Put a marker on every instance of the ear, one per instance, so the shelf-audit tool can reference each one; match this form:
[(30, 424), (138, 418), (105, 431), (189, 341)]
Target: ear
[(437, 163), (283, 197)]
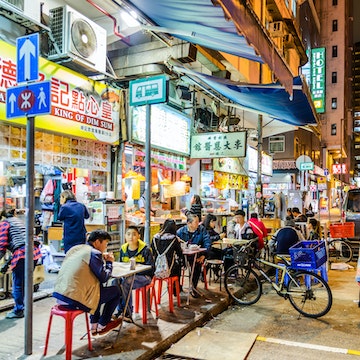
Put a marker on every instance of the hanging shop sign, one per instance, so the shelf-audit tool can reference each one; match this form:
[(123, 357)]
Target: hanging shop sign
[(80, 107), (170, 129), (318, 62), (252, 162), (217, 144), (339, 169)]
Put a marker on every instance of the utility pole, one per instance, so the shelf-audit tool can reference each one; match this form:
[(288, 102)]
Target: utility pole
[(259, 192)]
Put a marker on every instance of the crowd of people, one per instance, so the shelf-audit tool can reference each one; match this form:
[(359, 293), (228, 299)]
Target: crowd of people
[(82, 282)]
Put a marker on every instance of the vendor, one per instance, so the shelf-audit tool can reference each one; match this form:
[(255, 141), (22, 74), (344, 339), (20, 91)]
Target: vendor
[(141, 204)]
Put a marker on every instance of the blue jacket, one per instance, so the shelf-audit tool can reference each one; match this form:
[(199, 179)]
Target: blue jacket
[(199, 237), (73, 214)]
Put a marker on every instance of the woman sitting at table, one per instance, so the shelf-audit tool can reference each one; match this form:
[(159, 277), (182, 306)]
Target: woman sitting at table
[(194, 233), (137, 249), (167, 240)]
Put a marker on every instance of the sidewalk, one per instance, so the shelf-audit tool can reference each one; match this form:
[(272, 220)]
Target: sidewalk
[(134, 342)]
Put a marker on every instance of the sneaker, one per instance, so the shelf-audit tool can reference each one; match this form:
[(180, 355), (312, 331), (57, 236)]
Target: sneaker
[(194, 293), (15, 315), (109, 326)]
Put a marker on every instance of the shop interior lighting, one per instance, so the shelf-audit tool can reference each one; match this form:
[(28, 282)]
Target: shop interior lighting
[(185, 178)]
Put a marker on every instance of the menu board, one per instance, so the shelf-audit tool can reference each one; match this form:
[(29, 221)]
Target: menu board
[(170, 129)]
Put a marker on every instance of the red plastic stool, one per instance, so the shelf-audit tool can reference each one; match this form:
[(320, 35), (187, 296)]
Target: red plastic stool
[(171, 281), (69, 315), (143, 291)]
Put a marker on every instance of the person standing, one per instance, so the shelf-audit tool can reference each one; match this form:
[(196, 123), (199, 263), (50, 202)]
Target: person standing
[(73, 214), (12, 238), (258, 228), (314, 229), (194, 233), (79, 284), (196, 206)]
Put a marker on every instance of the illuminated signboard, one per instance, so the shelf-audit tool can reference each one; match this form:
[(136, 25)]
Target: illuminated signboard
[(215, 145), (318, 79), (339, 169), (170, 129), (80, 107)]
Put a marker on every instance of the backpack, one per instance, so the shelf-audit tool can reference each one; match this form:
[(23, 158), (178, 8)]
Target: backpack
[(162, 269)]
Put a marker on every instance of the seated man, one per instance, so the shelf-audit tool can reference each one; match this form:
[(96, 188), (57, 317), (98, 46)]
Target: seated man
[(194, 233), (135, 248), (79, 283), (284, 238)]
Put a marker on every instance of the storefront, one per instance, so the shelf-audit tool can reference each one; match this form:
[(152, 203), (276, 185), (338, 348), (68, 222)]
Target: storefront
[(169, 163), (72, 143)]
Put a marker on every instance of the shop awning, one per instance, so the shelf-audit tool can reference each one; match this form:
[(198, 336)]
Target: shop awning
[(223, 25), (198, 22), (268, 99)]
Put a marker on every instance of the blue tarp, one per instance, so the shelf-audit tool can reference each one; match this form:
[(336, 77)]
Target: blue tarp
[(270, 99), (198, 22)]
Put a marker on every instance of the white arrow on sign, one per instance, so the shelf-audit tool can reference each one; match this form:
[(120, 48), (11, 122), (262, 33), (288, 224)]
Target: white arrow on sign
[(27, 49), (12, 101)]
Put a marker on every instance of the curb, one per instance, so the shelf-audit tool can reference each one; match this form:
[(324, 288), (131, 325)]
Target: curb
[(165, 344)]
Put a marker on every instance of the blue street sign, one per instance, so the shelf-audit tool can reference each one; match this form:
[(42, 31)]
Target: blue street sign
[(28, 100), (27, 58)]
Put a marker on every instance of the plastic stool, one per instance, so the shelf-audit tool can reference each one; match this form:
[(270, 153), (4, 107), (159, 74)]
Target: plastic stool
[(143, 291), (69, 315), (212, 264), (171, 281)]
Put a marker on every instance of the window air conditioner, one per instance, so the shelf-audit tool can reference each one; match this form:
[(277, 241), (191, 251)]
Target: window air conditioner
[(79, 39)]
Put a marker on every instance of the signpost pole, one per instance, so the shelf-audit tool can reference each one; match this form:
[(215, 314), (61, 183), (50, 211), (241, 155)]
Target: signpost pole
[(259, 168), (147, 175), (29, 262)]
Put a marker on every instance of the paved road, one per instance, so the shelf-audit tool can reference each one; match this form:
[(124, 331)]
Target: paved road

- **WHAT IS NEEDED**:
Once you find the line containing "Target: blue street sign", copy it and every line after it through the end of the records, exactly as they stand.

- **TASK SOLUTION**:
Target: blue street sign
[(28, 100), (27, 58)]
Put a marker on every instance of the plastic stool, one per instance, so the shelf-audit tool can reference each one; match this form:
[(270, 153), (4, 107), (159, 74)]
Target: plastic stool
[(143, 291), (69, 315), (212, 264), (171, 281)]
Put a marker on every instance of the window air conditioner, one per instance, so the shelf-audit tool can reference each one; match this form:
[(277, 241), (191, 251)]
Target: window air conditioner
[(79, 39)]
Put a marker on every instance of the signpost pole, one per instance, so the shelf-audit tool can reference each one; match this form:
[(215, 314), (61, 183), (50, 211), (241, 155)]
Target: signpost pole
[(259, 168), (147, 175), (29, 262)]
Put a marker on every instance of the paved road, one per instance, so the shelf-audit tool can reference each one; match this form:
[(124, 331)]
Target: paved road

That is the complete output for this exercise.